Convert the records, from their start through the line containing "M141 64L155 67L151", into a JSON list of strings with one string per line and blank lines omitted.
^^^^^^^^^^^^^^^^
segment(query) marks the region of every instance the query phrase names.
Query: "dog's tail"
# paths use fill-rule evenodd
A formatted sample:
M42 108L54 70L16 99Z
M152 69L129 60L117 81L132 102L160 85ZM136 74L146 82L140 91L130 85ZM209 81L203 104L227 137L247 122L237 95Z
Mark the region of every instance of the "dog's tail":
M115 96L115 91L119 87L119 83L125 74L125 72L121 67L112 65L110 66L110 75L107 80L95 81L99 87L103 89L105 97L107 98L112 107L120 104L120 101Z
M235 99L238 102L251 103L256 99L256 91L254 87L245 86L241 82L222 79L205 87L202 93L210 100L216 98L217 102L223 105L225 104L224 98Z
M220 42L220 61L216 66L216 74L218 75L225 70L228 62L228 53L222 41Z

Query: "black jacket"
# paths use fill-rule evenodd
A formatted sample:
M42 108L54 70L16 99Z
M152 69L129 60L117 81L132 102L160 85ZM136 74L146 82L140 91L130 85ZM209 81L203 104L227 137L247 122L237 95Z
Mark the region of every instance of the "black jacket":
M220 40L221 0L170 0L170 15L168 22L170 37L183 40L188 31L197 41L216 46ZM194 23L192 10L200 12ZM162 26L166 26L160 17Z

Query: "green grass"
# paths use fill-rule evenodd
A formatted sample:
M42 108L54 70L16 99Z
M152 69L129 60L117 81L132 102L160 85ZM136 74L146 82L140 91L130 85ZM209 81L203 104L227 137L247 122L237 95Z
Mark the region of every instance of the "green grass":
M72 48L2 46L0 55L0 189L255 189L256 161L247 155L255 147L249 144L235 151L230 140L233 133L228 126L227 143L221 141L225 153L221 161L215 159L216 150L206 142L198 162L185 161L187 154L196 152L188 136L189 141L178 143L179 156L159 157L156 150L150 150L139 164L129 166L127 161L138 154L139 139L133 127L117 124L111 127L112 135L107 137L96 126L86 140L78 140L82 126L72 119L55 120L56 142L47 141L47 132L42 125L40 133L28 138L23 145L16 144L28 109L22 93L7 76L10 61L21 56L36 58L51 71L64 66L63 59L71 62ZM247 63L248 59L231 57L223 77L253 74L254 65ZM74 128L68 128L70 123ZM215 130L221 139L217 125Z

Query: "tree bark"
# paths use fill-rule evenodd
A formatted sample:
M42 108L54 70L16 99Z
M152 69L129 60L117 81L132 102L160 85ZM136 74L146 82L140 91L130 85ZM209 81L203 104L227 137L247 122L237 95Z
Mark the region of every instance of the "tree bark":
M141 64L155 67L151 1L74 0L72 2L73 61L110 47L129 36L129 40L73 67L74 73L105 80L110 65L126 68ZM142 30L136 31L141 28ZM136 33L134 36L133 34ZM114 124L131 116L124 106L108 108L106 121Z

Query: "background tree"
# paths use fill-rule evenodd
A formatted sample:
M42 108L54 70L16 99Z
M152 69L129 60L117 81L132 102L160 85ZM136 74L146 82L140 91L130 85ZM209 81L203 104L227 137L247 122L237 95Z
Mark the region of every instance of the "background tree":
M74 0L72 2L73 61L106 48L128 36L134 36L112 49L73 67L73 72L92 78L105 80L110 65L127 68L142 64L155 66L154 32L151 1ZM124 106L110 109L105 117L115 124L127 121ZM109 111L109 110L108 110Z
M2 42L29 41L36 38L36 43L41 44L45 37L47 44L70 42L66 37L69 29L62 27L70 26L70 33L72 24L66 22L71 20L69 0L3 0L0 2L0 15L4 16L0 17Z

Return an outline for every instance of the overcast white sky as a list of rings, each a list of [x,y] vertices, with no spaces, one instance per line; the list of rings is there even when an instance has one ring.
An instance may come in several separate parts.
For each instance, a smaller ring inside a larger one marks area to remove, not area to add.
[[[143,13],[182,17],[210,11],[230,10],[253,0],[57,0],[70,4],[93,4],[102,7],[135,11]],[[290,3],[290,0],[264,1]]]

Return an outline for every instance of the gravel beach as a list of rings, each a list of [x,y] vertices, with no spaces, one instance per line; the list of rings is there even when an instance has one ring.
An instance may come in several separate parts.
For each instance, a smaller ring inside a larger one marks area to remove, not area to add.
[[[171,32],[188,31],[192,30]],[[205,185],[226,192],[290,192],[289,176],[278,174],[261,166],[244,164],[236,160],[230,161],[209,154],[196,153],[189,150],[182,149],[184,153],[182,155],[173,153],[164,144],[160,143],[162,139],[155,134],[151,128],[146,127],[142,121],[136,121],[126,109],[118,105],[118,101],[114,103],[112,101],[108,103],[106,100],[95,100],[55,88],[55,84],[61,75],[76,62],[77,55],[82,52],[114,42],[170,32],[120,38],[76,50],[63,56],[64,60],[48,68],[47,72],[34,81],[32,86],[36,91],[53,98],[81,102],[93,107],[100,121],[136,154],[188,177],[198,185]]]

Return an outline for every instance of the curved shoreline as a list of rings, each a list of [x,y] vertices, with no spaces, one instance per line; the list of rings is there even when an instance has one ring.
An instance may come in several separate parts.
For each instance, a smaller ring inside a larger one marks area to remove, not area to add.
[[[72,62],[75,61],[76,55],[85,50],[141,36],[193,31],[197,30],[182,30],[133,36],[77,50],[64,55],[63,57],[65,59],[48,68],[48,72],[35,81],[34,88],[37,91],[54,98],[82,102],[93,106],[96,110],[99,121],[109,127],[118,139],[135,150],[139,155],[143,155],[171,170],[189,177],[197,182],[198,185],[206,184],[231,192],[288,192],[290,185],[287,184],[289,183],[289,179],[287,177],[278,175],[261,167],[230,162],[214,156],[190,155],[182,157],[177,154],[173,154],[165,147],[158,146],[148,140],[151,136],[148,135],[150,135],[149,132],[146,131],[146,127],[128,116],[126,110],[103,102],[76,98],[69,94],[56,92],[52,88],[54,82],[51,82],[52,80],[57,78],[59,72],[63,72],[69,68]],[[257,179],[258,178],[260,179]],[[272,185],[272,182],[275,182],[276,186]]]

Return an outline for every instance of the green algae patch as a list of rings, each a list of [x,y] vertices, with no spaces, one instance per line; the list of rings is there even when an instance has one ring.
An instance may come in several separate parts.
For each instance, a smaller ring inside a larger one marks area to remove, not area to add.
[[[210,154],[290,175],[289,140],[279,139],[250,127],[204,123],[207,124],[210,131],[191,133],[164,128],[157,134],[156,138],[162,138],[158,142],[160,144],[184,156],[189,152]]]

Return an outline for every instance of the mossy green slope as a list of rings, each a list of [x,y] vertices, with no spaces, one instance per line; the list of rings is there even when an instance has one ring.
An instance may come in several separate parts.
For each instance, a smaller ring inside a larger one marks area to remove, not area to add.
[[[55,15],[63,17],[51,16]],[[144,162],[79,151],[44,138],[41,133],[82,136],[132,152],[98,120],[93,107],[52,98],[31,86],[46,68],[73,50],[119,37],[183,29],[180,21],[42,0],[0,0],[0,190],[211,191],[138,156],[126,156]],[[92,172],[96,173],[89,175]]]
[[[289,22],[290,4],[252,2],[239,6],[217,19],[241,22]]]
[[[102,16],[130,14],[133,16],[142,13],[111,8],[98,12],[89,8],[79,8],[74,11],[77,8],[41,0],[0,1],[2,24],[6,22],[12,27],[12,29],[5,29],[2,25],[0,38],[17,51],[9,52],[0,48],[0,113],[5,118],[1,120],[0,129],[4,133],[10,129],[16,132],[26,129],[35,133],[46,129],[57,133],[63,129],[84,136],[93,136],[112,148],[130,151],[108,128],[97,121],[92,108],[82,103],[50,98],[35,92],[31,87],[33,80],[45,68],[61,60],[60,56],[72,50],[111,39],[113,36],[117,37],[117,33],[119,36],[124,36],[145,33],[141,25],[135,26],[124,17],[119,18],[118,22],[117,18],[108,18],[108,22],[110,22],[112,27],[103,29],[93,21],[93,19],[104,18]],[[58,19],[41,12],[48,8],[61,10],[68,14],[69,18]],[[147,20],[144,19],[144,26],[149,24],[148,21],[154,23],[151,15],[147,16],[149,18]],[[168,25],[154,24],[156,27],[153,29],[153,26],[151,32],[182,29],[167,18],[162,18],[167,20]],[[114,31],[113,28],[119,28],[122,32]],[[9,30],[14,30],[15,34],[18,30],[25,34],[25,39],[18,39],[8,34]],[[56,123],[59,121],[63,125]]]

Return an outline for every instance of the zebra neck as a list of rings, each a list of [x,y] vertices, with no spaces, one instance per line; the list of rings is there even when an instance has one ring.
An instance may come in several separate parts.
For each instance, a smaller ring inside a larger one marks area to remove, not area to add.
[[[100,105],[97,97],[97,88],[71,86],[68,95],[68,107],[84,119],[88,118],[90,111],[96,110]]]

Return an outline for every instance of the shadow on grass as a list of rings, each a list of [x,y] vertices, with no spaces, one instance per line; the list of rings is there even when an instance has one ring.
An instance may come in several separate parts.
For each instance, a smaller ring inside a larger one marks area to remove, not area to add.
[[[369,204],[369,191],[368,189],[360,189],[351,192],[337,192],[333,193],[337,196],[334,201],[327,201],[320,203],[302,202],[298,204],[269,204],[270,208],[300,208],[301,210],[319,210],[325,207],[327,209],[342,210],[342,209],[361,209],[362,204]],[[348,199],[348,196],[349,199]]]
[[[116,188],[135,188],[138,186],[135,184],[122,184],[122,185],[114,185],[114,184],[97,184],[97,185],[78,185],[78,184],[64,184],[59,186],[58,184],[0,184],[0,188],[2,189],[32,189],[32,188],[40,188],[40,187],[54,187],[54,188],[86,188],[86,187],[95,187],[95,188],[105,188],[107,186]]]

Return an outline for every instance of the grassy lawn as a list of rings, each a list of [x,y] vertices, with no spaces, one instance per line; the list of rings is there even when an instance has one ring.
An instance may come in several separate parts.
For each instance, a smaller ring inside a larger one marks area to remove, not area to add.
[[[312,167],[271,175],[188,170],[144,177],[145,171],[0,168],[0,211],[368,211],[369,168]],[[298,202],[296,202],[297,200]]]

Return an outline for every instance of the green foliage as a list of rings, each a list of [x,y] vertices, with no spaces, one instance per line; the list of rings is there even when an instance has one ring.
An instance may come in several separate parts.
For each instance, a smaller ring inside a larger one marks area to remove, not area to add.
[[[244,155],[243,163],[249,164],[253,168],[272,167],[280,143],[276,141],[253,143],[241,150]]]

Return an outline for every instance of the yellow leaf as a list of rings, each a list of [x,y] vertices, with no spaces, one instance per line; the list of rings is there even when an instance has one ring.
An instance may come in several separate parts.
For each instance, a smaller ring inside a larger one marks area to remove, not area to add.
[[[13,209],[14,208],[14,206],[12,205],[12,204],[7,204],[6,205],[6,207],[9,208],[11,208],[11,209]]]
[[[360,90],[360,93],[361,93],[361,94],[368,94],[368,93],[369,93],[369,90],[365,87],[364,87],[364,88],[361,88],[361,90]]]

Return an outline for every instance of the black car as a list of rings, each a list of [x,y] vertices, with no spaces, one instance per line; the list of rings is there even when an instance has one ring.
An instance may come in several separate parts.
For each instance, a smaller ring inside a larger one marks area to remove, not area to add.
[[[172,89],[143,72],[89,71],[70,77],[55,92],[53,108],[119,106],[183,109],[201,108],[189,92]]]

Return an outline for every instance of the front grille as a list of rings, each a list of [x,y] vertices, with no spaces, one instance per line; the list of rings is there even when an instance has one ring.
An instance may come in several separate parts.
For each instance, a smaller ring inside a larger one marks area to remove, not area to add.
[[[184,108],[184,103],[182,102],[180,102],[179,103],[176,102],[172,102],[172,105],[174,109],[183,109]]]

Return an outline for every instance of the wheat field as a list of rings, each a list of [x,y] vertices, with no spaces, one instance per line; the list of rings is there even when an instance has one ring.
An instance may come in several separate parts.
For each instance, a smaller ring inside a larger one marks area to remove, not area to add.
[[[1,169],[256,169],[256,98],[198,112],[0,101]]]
^^^^^^^^^^^^^^^^
Task output:
[
  "segment(query) marks the region of every instance the query phrase names.",
  "Query: \"dog's tail\"",
  "# paths use fill-rule evenodd",
  "A formatted sample:",
  "M42 108L54 70L16 99Z",
  "M152 69L129 60L117 81L132 102L160 85ZM136 74L146 82L140 91L130 85ZM209 81L203 104L227 137L247 122L237 95Z",
  "Mark the region of every instance of the \"dog's tail\":",
  "M115 96L115 91L119 87L119 83L125 74L125 72L121 67L112 65L110 66L110 75L107 80L95 81L99 87L103 89L105 97L107 98L112 107L120 104L120 101Z",
  "M235 99L238 102L251 103L256 99L256 91L254 87L245 86L241 82L222 79L205 87L202 93L210 100L216 98L217 102L223 105L225 104L224 98Z",
  "M220 42L220 61L216 66L216 74L218 75L225 70L228 62L228 53L222 41Z",
  "Query: \"black jacket\"",
  "# paths use fill-rule evenodd",
  "A formatted sample:",
  "M42 108L54 70L16 99Z",
  "M152 69L129 60L117 81L132 102L160 85ZM136 74L146 82L140 91L130 85ZM209 81L203 104L227 137L247 122L237 95Z",
  "Mark the region of every instance of the \"black jacket\":",
  "M220 40L221 0L170 0L170 15L168 22L170 37L183 40L188 31L197 41L216 46ZM194 23L192 10L200 12ZM162 26L166 26L160 17Z",
  "Query: \"green grass\"",
  "# paths use fill-rule evenodd",
  "A formatted sample:",
  "M42 108L54 70L16 99Z",
  "M152 69L129 60L117 81L132 102L160 85ZM136 74L146 82L140 91L130 85ZM209 81L203 104L227 137L247 122L237 95Z",
  "Mark the region of every instance of the \"green grass\":",
  "M72 48L2 46L0 55L0 189L255 189L256 161L247 155L255 147L249 144L235 151L230 140L233 133L228 126L227 143L221 141L225 153L221 161L215 159L216 150L206 142L198 162L185 161L187 154L196 152L188 136L189 141L178 143L179 156L159 157L156 150L150 150L139 164L129 166L127 161L138 154L139 139L133 127L117 124L111 127L112 135L107 137L96 126L86 140L78 140L82 126L72 119L55 120L56 142L47 141L47 132L42 125L40 133L28 138L23 145L16 144L28 109L22 93L7 76L10 61L21 56L36 58L51 71L64 66L63 59L71 62ZM247 63L248 59L231 57L223 77L253 74L254 65ZM74 128L68 128L70 123ZM215 130L221 139L217 125Z",
  "Query: \"tree bark\"",
  "# paths use fill-rule evenodd",
  "A formatted sample:",
  "M42 108L54 70L16 99Z",
  "M152 69L129 60L117 81L132 102L160 85ZM136 74L146 82L140 91L130 85ZM209 81L203 104L227 137L247 122L237 95Z",
  "Mark the region of every instance of the \"tree bark\":",
  "M141 64L155 67L151 1L74 0L72 2L73 61L110 47L129 36L129 40L73 67L74 73L105 80L110 65L126 68ZM142 30L136 31L141 28ZM136 33L134 36L133 34ZM114 124L131 116L124 106L108 108L106 121Z"
]